# Consigne
Recopiez les lignes depuis celle qui contient « Each instance receives one keypoint. Mark the airplane right » jusqu'à la fin des lignes, demandes comprises. Décalez chaque coordonnée x et y des réponses en lui ajoutant -143, sans modifier les demandes ni leurs exemples de format.

<<<<

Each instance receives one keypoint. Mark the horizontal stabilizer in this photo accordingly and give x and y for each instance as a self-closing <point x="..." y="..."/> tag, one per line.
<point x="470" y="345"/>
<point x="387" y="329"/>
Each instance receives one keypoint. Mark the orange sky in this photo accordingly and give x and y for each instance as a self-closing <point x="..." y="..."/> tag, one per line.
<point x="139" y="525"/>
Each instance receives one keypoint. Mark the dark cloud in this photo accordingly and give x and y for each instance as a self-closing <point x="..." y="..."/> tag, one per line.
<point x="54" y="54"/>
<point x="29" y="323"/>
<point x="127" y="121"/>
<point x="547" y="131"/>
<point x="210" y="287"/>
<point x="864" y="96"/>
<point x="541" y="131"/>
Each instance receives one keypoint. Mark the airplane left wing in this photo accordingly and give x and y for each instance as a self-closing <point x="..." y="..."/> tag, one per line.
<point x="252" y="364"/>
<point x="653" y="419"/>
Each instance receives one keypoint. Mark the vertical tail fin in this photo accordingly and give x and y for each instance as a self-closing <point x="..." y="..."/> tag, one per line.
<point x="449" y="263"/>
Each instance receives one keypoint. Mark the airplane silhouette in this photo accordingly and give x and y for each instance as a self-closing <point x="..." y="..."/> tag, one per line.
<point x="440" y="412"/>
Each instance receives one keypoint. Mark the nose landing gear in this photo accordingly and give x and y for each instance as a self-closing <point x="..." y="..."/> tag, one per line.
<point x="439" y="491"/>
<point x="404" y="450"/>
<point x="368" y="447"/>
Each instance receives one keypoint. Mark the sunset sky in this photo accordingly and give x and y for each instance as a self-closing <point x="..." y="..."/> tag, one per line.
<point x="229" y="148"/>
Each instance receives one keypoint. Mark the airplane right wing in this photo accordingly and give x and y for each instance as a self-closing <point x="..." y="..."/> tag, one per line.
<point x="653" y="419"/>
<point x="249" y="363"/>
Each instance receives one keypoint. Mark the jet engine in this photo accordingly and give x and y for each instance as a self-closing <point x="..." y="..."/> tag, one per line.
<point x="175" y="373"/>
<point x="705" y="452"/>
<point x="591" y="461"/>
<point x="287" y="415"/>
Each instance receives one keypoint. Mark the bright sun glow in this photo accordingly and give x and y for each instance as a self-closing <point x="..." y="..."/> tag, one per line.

>>>>

# Réponse
Each instance receives one keypoint. Mark the airplane right wing in this photo accordingly and give x and y for each instance as a self-closing <point x="..." y="..."/> tag, one per line.
<point x="510" y="276"/>
<point x="106" y="220"/>
Each instance receives one keypoint. Mark the jet engine in this photo accordingly and give x and y for each instance as a self-closing <point x="..." y="..."/> tag, one per line.
<point x="32" y="230"/>
<point x="562" y="309"/>
<point x="448" y="318"/>
<point x="144" y="272"/>
Each instance receives one keypoint. Mark the bright sun glow in this photo accordingly and give x and y for each instance as a self-closing <point x="..." y="..."/> tag, one per line.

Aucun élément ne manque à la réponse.